## [Required work]
• 1. List every government office or public body mentioned in the complaint about registering a business.
• 2. In the complaint about registering a business, what is the per-page cost of certified copies?
• 3. Write the next part of the complaint about registering a business, starting after its final sentence.

## [Extract to read]
Victory at last, the prized certificate is obtained. You are then directed to drive across town to the tax office to obtain your TRN number (not the personal one which is easy, but the business TRN). This office then directs you back to the dreaded Registry of Companies to obtain certified copies of all your submissions. The cost is J$150.00 per page and my application was 30 pages. Why couldn't the Registry of Companies also issue the TRN? This is not pro-business and does not encourage citizens to become legitimate tax paying companies. Our police can then close down those who are not registered and blame them for not having a certificate. Is this any way to run a country? I completely agree with Mr. Butch Stewart and the business leaders quoted in the Observer article. We can and should do better.

Entries from a dataset:
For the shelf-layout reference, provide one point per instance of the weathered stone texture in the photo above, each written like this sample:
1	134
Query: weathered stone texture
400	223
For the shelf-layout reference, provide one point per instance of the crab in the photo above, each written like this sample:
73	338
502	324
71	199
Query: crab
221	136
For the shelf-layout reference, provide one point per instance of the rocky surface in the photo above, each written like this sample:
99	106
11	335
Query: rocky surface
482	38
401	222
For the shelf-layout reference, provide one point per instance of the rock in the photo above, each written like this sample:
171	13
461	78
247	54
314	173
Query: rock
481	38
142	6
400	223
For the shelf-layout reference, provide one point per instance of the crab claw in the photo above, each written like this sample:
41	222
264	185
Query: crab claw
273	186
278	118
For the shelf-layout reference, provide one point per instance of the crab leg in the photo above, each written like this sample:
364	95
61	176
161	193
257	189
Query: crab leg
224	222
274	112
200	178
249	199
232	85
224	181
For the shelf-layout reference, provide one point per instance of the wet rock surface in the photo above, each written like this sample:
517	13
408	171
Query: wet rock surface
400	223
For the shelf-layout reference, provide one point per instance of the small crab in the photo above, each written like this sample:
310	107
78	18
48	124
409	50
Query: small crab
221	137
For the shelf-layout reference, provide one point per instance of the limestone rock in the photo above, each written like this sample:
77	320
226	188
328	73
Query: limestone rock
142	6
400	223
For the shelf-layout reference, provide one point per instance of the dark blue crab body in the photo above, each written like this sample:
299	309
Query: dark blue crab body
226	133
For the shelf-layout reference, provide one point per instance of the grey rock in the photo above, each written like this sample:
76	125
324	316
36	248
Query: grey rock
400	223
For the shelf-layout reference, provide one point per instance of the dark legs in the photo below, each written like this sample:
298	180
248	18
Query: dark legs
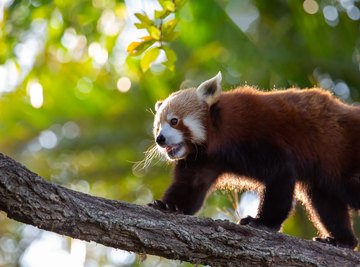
331	217
276	203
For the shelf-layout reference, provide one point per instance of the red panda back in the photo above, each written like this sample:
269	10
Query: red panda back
311	124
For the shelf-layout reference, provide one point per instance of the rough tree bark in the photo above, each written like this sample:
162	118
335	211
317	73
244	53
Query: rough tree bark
28	198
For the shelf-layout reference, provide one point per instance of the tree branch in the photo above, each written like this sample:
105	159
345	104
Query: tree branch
28	198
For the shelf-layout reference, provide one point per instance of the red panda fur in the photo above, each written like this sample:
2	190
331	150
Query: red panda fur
272	141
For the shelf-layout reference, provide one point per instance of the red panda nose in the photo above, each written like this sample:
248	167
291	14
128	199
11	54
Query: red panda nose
160	140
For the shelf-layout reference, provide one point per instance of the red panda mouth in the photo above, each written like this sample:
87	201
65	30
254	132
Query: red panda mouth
172	150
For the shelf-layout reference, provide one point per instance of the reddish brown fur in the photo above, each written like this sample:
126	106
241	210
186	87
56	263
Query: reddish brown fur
278	140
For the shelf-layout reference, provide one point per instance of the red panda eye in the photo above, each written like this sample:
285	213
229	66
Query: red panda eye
173	121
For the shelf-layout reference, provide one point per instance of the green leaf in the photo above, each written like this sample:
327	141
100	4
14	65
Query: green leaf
136	48
162	14
167	30
179	3
154	32
167	4
169	26
144	19
171	58
149	57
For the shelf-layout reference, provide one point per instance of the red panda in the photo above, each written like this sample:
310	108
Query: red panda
303	143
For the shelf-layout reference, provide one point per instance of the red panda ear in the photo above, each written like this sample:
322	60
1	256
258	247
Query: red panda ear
210	90
157	105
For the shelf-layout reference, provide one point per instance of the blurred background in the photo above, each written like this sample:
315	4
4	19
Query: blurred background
76	108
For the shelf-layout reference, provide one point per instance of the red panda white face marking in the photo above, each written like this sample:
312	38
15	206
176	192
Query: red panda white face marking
180	120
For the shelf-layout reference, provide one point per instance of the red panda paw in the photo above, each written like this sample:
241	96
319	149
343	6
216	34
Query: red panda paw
326	240
332	241
256	223
166	207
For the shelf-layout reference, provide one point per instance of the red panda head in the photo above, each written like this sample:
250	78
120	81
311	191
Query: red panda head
180	120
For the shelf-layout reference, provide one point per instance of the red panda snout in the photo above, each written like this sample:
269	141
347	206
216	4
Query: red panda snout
170	141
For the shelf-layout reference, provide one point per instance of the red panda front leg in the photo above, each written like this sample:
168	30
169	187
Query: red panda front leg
187	192
275	203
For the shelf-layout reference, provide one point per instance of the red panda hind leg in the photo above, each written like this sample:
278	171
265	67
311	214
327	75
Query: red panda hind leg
275	201
331	217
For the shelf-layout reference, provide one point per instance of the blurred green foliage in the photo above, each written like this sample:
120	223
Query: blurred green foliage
75	108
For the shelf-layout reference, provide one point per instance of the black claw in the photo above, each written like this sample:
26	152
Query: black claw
158	204
247	220
168	207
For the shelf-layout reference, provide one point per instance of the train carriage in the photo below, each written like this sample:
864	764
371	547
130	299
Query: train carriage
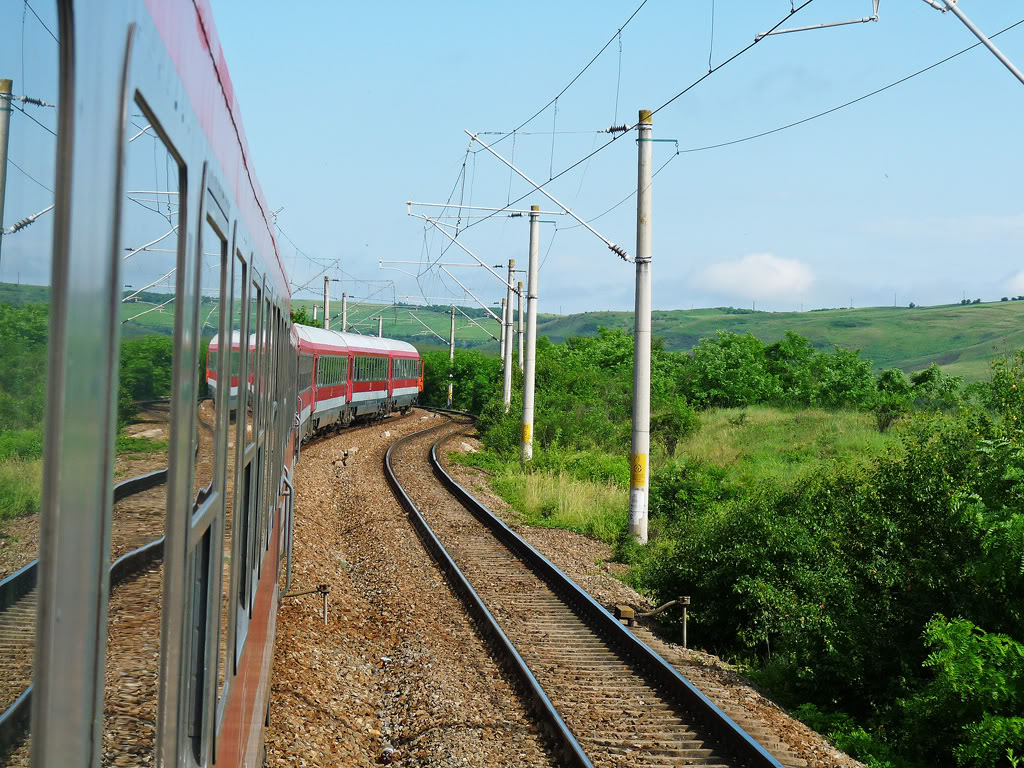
144	92
345	376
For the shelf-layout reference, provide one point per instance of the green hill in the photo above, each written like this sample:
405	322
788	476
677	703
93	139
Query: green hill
961	339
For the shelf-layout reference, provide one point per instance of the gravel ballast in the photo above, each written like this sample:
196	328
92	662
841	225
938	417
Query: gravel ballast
587	562
399	673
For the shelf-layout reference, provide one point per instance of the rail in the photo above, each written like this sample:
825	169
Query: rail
13	720
721	728
567	743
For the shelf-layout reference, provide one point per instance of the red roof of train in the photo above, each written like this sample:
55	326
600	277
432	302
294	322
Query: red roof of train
190	38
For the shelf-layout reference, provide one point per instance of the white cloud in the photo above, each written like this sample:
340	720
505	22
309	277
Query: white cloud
1016	284
758	275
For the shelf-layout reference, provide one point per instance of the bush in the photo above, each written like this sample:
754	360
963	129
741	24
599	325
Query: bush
24	443
20	487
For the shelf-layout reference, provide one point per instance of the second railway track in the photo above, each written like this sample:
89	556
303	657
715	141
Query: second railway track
615	701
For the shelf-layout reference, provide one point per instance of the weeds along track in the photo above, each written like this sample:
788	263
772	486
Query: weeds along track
609	699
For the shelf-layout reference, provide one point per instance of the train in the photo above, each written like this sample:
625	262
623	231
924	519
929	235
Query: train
342	377
156	193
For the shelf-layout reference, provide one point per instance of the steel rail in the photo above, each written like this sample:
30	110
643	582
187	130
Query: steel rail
14	720
493	633
732	739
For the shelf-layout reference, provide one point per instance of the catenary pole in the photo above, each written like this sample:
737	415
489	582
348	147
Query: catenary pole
529	369
951	5
507	351
641	337
6	87
519	313
327	303
501	341
451	355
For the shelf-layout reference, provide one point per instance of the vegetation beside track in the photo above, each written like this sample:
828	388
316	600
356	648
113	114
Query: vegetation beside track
855	539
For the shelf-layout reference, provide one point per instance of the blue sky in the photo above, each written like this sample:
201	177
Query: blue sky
350	110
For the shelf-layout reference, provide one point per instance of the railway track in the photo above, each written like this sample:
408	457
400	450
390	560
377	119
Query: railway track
607	698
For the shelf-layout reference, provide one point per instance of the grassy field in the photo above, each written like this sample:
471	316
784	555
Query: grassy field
559	501
761	443
754	445
961	339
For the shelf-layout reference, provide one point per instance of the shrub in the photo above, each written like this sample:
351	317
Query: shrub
23	443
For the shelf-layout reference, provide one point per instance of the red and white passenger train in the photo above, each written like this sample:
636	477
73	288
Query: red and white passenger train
146	108
341	376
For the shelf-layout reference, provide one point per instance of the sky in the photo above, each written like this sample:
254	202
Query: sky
353	109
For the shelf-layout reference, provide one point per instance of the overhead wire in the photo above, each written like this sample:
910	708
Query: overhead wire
48	30
44	127
735	55
629	129
797	122
577	77
847	103
711	45
30	176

## [Outputs in order]
• 1. The Registry of Companies, the tax office, and the police.

• 2. J$150.00 per page.

• 3.
The problem, I believe, is that in Jamaica relationships is king. You cannot get anything done without knowing someone. Merit, skills, education, good ethics and good citizenship is useless baggage and count for little if it isn’t combined with connections either by blood or friendship. No employment of the most trivial nature, well paid or not, is possible if you don’t know the right people or if you cannot return a favour. If you do not at least have the potential of "doing a thing" or exert influence, you are ignored. If an influential politician is approached by the daughter of a friend who has no skills, never worked, has no aptitude for the work and was too lazy to pursue an education, the government minister will likely say: “Ms. Johnson,this is Susan, please find something for her to do with an appropriate salary. She is my nephew." No work will be required and when other employees find out about this political appointment, they will decide that they don’t need to work either. But the competent ones will be terminated and their responsibilities transferred to these incompetents. To have the friendship of people of influence is money in the bank but makes the good citizens angry, frustrated and impatient.

A Feast for your Eyes

If you had been in Jamaica on Saturday, your eyes would have beheld this glory. A rainbow that went from horizon to horizon and was so close you could touch it. Stephannie and I touched it with not only our eyes but our souls.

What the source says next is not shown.